____ Document excerpt

Wood started 25 times on two days’ rest during the 1972 season, the most short-rest starts for any major league pitcher since at least 1914 (This article utilized the Retrosheet and STATS LLC databases, which included day-by-day player and team data back to 1914).24 Bahnsen and Bradley each started eight games on two days’ rest, and Lemonds made three short-rest starts. Like Wood, who posted a 2.62 ERA in his 25 starts on two days’ rest in 1972, neither Bahnsen nor Bradley had any issues with pitching on short rest.25 “I actually feel stronger in the games with only two days’ rest,” Bradley told the Chicago Tribune. Bahnsen agreed. “I’ve felt strong,” he told the Tribune about starting games on short rest. “I think they have shown that a lot of the theory of rest is a mental thing.”26 The results seemed to back what Bahnsen and Bradley were saying. As a group, White Sox starting pitchers posted a 3.04 ERA in their 44 starts on two days’ rest in 1972, a figure actually a shade lower than the club’s 3.12 ERA in their 110 starts with three or more days’ rest. Overall, the team’s 44 starts with two days’ rest or fewer between starts was the most by a major league team since the 1918 Philadelphia Athletics. (See Table 1.)
Table 1: Most pitcher starts with 2 or fewer days’ rest, 1914-2015
YR | TEAM | STARTS | TEAM W-L | ERA |
---|---|---|---|---|
1918 | Philadelphia Athletics | 47 | 18-28 | 3.19 |
1972 | Chicago White Sox | 44 | 23-21 | 3.04 |
1973 | Chicago White Sox | 41 | 23-18 | 3.62 |
1916 | Philadelphia Phillies | 39 | 25-13 | 2.02 |
1918 | Cincinnati Reds | 39 | 23-16 | 2.78 |
1914 | Washington Senators | 38 | 22-15 | 2.37 |
1917 | Cincinnati Reds | 36 | 20-14 | 2.14 |
1922 | Detroit Tigers | 35 | 22-13 | 3.66 |
1916 | Boston Braves | 33 | 18-12 | 1.66 |
Source: Sam Howland, STATS LLC)
The demands on Wood’s durable left arm in 1972 were often staggering. A frequent pattern for Wood that year was to alternate a start on three days’ rest with one on two days’ rest—in essence, starting two games a week. But at times Sain and Tanner asked him to do even more. During one 16-day period from June 20 to July 5, Wood started six straight times on two days’ rest. (The Sox lost five of the six games, though Wood posted a 3.43 ERA during the period.) During another 14-day span from July 30 to August 12, Wood started five games, including four on two days’ rest, and threw four complete games; the last start was an 11-inning, two-hit victory over the Oakland Athletics that put the Sox in first place in the AL West race by one percentage point over the A’s. This time Wood and the Sox won four of the five games, with Wood posting a 1.00 ERA.

________

--- Written task A ---
In the excerpt on White Sox pitchers starting on short rest, what ERA did Wood post in his 25 starts on two days' rest in 1972?
--- Written task B ---
Continue the passage on White Sox pitchers starting on short rest, beginning after its final sentence.

____ Provided information

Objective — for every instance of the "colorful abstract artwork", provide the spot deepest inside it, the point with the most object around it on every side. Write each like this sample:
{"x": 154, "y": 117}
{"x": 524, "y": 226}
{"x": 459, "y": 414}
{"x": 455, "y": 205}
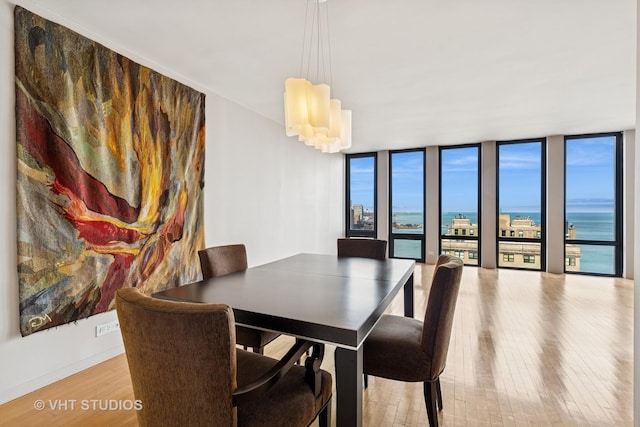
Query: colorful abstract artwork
{"x": 110, "y": 170}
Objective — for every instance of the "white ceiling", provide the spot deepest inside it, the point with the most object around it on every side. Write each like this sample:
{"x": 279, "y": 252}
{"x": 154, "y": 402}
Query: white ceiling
{"x": 414, "y": 72}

________

--- Task output A ---
2.62

--- Task output B ---
With the numerous short-rest starts made by Wood, Bahnsen, and Bradley playing a big role, Chicago’s top three starters found themselves taking on a heavy workload. Between Wood (49 games started), Bahnsen (41), and Bradley (40), the trio started 84.4 percent of the club’s 154 games in the strike-shortened 1972 season, the highest percentage of starts by a team’s three most-frequently used starters since Joe McGinnity, Christy Mathewson, and Luther “Dummy” Taylor of the 1903 New York Giants started 85.2 percent of the Giants’ 142 games.27 As for Wood, his 49 games started in 1972 were the most for any MLB pitcher since Ed Walsh of the White Sox recorded the same number of starts in 1908, and his 376.2 innings the most since Pete Alexander worked 388 innings for the 1917 Phillies.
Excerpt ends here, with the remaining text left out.